= What is being asked =
Give the listing again in full, exactly as written.

= Data provided =
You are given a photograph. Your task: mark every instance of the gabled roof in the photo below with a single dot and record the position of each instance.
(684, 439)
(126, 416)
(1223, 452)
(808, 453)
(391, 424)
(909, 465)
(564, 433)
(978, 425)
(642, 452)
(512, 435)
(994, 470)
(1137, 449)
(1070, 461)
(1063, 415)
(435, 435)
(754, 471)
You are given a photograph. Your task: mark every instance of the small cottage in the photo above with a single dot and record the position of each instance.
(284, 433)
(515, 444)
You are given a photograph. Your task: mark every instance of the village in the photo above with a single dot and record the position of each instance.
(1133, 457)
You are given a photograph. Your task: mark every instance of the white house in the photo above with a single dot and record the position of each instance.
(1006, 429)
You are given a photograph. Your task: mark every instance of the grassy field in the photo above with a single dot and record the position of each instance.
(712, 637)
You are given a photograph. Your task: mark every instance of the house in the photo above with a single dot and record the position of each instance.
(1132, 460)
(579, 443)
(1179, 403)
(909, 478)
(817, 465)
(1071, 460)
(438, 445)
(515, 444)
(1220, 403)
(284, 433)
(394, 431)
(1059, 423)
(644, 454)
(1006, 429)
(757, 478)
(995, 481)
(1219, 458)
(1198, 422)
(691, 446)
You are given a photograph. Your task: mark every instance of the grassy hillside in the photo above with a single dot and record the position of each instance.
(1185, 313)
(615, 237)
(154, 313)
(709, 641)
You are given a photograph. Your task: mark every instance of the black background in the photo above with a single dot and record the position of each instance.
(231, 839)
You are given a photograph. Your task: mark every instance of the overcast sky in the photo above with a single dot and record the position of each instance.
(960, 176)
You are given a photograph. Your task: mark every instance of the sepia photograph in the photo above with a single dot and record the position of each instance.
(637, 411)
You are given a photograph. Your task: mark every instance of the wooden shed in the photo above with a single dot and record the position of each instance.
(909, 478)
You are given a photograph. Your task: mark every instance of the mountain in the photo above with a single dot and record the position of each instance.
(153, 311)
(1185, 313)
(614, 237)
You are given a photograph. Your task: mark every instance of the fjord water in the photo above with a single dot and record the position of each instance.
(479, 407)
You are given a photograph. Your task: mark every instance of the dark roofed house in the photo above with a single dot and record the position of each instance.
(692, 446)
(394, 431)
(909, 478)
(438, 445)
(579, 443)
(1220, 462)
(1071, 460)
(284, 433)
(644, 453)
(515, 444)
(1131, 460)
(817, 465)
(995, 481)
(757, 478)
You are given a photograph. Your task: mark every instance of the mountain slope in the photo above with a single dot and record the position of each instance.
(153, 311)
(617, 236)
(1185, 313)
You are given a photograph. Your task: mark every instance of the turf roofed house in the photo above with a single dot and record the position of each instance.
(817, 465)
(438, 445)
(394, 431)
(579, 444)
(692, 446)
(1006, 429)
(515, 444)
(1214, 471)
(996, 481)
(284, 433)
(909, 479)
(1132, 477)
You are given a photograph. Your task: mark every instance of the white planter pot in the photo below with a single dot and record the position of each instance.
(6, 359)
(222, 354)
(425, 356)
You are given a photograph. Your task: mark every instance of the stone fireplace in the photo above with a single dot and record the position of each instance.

= Task answer =
You are given a photograph. Your task: mark every instance of the gabled roof in the photo below with a single dot and record the position of each instance.
(684, 439)
(126, 416)
(1223, 452)
(808, 453)
(391, 424)
(909, 465)
(564, 433)
(978, 425)
(642, 452)
(512, 435)
(994, 470)
(1137, 449)
(1070, 461)
(1063, 415)
(435, 435)
(754, 471)
You are given a photograph. Your task: mark every instance of the small cottage in the photo above with a single dot and record the position of each instance.
(284, 433)
(515, 444)
You are given a photograph. Your task: mark every instance of the village in the photo above with a single dot and record the position of each instance.
(1133, 457)
You are given a photograph. Your task: mark every instance of the white house in the photo above with a single dot and record the position of each instance.
(1006, 429)
You are given a photograph. Your task: mark every instance of the grassy field in the photo above with a single dot and record the position of each instance.
(712, 637)
You are given a photograph. Your task: mark every instance of the house in the photo above with a single dot and record the position of each instance.
(1132, 460)
(579, 443)
(1179, 403)
(909, 478)
(817, 465)
(1071, 460)
(438, 445)
(515, 444)
(1220, 403)
(284, 433)
(394, 431)
(1059, 423)
(644, 454)
(1006, 429)
(757, 478)
(995, 481)
(1219, 458)
(1198, 422)
(691, 446)
You are given a photograph. Your task: mark every instance of the grassy hillside in the photo above with a single dot and record the position of each instance.
(1185, 313)
(615, 237)
(154, 313)
(709, 641)
You are given a photograph. Your task: mark every instance of the black background in the photo above with a single dot and record the position of each instance.
(231, 839)
You are given a photograph. Your task: mark every instance of the overcast sky in the photo above with a single dot and record the position of each instance.
(960, 176)
You are given a photograph. Your task: mark every instance of the sepia photograph in the photo above with a single dot and record the position of each instance.
(637, 411)
You are given a photograph. Your task: mark every instance of the wooden shed in the photo above with a single dot and record the position of each instance.
(909, 478)
You are given a photograph. Your task: mark every instance of the mountain in the photo above with a single dot and record the position of each instance.
(153, 311)
(1185, 313)
(614, 237)
You are given a photograph. Your task: mark every instance of the fjord water in the photo above with a single dot and record the position of each instance.
(479, 407)
You are given a photograph. Your task: mark every instance of the dark roofed house in the photo above with a single dot and record the position of each instance.
(692, 446)
(394, 431)
(909, 478)
(438, 445)
(579, 443)
(1220, 462)
(1071, 460)
(284, 433)
(644, 453)
(515, 444)
(1131, 460)
(817, 465)
(995, 481)
(757, 478)
You are given a photograph. Your task: mark every instance of the mountain slope in the photo above with a single dot and record the position of each instance.
(153, 311)
(617, 236)
(1185, 313)
You are given a photograph. Your task: mark every instance of the turf roofed house in the photo above with a single dot and record the position of each instance.
(817, 465)
(438, 445)
(394, 431)
(579, 444)
(692, 446)
(1006, 429)
(515, 444)
(1214, 471)
(996, 481)
(284, 433)
(909, 479)
(1132, 477)
You are given a photograph. Your task: mark every instance of the white planter pot in the photo below with a single dot and record the position of each instance.
(6, 359)
(222, 354)
(425, 356)
You are given a photograph. Your task: mark every instance of the stone fireplace in the photo above with a single dot and record the position of each instance.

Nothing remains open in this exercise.